Start of Data entries
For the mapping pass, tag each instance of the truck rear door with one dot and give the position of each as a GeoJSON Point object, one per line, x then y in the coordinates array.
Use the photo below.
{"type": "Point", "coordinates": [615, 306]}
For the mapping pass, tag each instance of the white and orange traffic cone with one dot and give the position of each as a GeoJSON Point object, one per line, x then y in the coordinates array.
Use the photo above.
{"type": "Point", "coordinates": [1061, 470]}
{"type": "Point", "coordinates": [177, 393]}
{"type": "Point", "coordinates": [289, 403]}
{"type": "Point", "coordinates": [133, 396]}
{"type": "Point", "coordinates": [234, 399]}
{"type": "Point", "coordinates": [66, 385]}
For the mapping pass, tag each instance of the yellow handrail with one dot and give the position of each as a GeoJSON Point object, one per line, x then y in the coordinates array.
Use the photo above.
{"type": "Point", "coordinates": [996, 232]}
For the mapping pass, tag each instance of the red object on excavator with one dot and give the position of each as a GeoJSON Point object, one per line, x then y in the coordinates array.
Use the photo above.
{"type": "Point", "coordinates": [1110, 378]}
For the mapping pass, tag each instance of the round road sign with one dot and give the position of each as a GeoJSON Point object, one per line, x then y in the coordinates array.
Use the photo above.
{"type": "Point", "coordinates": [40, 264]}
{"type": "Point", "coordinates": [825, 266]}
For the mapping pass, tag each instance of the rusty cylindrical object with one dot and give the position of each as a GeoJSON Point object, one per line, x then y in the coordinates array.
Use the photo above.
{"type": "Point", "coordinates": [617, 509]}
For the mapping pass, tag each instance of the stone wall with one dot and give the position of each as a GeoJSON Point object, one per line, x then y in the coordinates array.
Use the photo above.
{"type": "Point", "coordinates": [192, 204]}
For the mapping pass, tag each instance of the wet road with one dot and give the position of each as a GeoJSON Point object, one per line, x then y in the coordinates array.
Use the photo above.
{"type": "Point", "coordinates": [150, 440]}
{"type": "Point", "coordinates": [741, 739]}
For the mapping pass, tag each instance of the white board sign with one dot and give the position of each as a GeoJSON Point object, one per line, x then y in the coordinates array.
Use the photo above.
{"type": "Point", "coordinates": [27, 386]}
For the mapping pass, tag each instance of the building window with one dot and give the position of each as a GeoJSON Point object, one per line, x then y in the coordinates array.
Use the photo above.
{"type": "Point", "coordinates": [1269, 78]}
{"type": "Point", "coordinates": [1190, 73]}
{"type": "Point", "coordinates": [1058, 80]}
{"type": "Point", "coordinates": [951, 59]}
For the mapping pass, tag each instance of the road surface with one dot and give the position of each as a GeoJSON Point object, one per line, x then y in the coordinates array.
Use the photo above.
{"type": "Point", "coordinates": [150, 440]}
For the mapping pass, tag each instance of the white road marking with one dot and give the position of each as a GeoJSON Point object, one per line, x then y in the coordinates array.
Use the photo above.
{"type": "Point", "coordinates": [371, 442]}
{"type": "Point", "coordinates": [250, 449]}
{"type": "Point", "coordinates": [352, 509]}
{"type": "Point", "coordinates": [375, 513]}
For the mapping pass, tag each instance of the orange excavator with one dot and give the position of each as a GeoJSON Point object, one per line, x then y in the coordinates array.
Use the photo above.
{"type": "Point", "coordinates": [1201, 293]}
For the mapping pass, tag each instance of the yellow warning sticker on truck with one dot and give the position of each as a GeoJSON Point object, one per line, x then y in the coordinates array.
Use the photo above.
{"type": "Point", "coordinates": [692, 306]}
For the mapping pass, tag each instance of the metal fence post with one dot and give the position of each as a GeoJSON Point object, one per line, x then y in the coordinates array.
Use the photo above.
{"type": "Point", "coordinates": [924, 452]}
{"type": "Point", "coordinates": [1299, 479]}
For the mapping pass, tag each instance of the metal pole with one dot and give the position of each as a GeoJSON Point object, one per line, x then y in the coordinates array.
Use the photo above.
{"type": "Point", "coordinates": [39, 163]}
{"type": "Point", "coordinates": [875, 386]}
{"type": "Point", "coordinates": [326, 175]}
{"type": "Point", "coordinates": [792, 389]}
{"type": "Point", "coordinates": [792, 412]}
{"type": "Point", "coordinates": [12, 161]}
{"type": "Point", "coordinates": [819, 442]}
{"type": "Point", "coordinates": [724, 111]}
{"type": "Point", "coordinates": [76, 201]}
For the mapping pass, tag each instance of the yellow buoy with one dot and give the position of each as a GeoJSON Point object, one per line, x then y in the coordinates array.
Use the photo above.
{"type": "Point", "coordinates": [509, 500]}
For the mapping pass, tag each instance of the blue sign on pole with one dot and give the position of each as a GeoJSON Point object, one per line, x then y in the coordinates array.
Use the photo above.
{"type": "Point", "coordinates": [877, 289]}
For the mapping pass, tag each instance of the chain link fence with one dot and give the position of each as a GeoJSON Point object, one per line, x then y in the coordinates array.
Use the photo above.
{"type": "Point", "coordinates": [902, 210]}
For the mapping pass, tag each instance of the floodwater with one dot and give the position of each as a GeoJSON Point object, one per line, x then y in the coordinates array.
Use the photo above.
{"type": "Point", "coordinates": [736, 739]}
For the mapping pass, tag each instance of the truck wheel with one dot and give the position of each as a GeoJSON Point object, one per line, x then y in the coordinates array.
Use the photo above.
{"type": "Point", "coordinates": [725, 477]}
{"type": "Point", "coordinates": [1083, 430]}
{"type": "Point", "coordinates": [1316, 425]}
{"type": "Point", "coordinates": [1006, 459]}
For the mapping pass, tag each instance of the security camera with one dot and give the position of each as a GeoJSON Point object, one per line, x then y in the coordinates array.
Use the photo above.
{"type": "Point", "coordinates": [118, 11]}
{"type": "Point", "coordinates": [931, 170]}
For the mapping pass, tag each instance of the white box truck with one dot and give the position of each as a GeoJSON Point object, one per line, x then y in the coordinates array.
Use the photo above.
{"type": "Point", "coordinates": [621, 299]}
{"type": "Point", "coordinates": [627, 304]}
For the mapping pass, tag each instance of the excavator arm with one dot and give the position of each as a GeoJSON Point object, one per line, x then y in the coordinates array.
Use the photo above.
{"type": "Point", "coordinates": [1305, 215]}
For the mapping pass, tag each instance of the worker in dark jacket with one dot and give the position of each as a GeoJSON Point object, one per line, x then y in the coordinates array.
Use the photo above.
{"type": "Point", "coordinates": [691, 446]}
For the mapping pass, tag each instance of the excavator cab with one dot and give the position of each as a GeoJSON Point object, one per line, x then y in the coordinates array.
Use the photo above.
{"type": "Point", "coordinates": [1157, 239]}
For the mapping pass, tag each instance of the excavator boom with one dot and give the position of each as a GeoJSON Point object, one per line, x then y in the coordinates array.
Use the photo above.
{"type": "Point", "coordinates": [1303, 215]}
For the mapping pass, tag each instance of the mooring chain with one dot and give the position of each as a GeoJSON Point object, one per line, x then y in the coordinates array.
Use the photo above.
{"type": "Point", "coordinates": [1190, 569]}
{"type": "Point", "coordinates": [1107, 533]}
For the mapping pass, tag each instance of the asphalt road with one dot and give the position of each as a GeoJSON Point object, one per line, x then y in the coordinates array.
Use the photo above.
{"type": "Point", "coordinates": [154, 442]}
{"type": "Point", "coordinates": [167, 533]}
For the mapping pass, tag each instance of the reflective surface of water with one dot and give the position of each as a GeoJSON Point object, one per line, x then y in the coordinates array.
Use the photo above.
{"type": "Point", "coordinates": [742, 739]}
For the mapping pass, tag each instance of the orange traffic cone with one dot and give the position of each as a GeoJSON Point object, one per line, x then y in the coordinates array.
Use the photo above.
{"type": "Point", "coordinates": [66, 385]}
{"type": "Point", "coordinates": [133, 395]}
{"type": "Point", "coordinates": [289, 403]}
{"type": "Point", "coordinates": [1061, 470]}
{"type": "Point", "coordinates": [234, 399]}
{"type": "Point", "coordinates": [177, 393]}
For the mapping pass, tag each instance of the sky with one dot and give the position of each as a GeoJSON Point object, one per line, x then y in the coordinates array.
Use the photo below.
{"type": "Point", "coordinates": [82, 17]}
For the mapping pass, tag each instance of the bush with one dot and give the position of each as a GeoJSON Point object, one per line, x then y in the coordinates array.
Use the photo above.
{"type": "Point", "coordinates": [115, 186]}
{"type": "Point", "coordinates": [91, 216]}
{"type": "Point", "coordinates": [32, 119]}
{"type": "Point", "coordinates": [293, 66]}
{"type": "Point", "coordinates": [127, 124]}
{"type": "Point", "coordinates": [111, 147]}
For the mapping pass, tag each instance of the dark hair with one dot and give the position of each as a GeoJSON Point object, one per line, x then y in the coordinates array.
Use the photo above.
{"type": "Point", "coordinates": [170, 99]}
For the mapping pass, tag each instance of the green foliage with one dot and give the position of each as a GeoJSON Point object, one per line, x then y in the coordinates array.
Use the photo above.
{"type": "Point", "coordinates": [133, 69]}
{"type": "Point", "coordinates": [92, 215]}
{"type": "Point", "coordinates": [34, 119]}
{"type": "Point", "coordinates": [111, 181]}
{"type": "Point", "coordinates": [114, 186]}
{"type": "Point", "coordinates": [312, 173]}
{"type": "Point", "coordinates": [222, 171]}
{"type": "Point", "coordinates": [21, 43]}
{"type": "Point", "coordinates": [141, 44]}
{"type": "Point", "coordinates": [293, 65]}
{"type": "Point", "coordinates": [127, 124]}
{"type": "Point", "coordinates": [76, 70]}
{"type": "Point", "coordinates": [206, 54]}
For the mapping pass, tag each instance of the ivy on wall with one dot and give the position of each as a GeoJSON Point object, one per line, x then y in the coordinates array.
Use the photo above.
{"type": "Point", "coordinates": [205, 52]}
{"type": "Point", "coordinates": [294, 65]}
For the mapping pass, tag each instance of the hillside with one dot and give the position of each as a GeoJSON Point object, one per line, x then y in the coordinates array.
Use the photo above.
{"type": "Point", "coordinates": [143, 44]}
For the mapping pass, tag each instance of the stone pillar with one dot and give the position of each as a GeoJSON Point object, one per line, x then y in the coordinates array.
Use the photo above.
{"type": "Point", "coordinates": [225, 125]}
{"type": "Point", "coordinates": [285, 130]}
End of Data entries
» To do
Begin with the line containing "For the mapping pass, tag each instance of the hillside" and repeat each line exactly until the records above end.

» Written response
For the mapping pass, tag each instance of the hillside with one dot and give the position of each as a GeoJSON Point object, one per line, x then y in the coordinates array.
Use the photo above.
{"type": "Point", "coordinates": [143, 44]}
For the mapping pass, tag each instance of the stone pillar with one dot and give the position of each as a GeoJSON Point object, one per line, x then y in the coordinates array.
Use the photo above.
{"type": "Point", "coordinates": [225, 125]}
{"type": "Point", "coordinates": [285, 130]}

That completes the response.